Start DOCUMENT TEXT
>
> But the more general point (just repeating my
> earlier argument in ROPE) is that whether private
> sector agents are willing to receive outside money
> in exchange for goods and services is not the end of
> the matter. If I stand outside the Post Office and
> offer people $100 to shake hands with me, I think
> many people will trade. But the fact that they are
> willing to ACCEPT outside money in exchange for this
> service does not mean that they wish to HOLD outside
> money -- in their pockets or portfolios.
At the macro level, it does mean that at the exchange
rate of $100 per handshake the non govt sector is
willing to shake hands to obtain $100 for net savings.
Relative value may then dictate that
the general price level is 100 times higher than
today, and it may even climb with each handshake,
and at some point the non govt sector may no longer
accept $100 per handshake, etc. but a long as there is
an ongoing tax liability and no easier alternative
to obtain funds needed for tax payment I would
anticiapte continuous handshaking and much higher
prices for all else.
The same
> applies to providers of other labour services under
> an ELR/JG policy. If there are excess money balances
> in the aggregate, in the private sector, as a result
> of the financial mechanism of an ELR/JG policy, how
> will attempts by agents to relieve themselves of
> these excess balances be resolved? And will the
> consequences of that resolution be benign and/or
> desirable?
No doubt that if the JG wage was set at $1000 per hour
the price level would increase accordingly.
However, it would tend to 'stabilize' at that level
for all the reasons given in all the papers which
state the 'price level' is a function of 'prices paid'
by govt. (at the margin) when it spends, etc.
Also note the difference between govt. 'budgeting'
a quantity of $ and conducting all spending at
'market' prices (today's policy), and govt. offering a
fixed JG
wage with quantity spent allowed to 'float' and
the marginal 'value of the currency' being the JG
wage.
>
> In his 20 February communication RW considers a
> situation in which government spending is via the
> creation of bank deposits rather than issuance of
> outside money. This doesn't change any of my above
> reasoning -- except that one must now substitute
> "excess bank deposits" for "excess outside money
> balances" in my earlier arguments. RW's subsequent
> commentary continues to ignore the need to show that
> the sum of the growth outside money and government
> bonds supplied to the private sector is reconciled
> with the private sector's desired holdings
> (including the private banks, if one wishes to treat
> them explicitly).
End DOCUMENT TEXT
Start STORED DATA
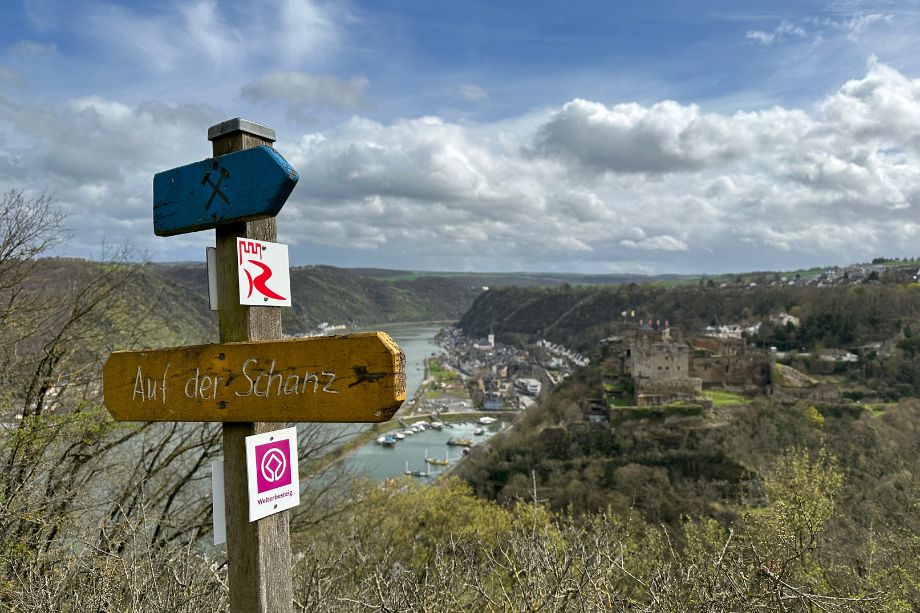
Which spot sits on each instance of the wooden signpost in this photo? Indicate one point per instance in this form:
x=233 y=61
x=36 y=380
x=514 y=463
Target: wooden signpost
x=252 y=378
x=353 y=378
x=243 y=186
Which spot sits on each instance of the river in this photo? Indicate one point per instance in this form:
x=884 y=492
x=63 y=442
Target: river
x=379 y=462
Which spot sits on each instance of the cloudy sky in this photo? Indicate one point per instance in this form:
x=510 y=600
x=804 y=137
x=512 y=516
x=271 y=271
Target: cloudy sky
x=487 y=136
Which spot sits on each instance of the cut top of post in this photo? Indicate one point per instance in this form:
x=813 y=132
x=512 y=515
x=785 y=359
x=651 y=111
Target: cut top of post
x=230 y=126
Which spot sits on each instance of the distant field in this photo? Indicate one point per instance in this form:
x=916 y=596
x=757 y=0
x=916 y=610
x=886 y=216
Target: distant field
x=721 y=398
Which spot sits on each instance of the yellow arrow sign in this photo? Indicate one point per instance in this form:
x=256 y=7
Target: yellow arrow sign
x=350 y=378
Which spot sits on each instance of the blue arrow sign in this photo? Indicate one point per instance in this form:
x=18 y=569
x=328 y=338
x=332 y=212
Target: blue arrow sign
x=241 y=186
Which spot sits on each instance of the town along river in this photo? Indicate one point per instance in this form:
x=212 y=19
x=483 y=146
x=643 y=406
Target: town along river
x=379 y=462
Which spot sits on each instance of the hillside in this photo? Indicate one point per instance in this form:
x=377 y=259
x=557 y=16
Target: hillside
x=339 y=295
x=839 y=316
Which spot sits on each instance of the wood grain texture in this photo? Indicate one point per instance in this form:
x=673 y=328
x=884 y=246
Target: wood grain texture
x=349 y=378
x=241 y=186
x=258 y=553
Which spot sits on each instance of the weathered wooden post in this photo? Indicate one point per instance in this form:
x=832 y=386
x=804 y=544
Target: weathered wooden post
End STORED DATA
• [STATED PROBLEM]
Answer these questions about the passage on outside money and the JG wage.
1. Where does the handshake illustration take place, and how much is offered for each handshake?
2. What hourly JG wage is given as the example that would raise the price level?
3. In the 20 February communication, through what does government spending take place instead of the issuance of outside money?

• [COMPLETED EXERCISE]
1. Outside the Post Office, with $100 offered per handshake.
2. $1000 per hour.
3. Through the creation of bank deposits.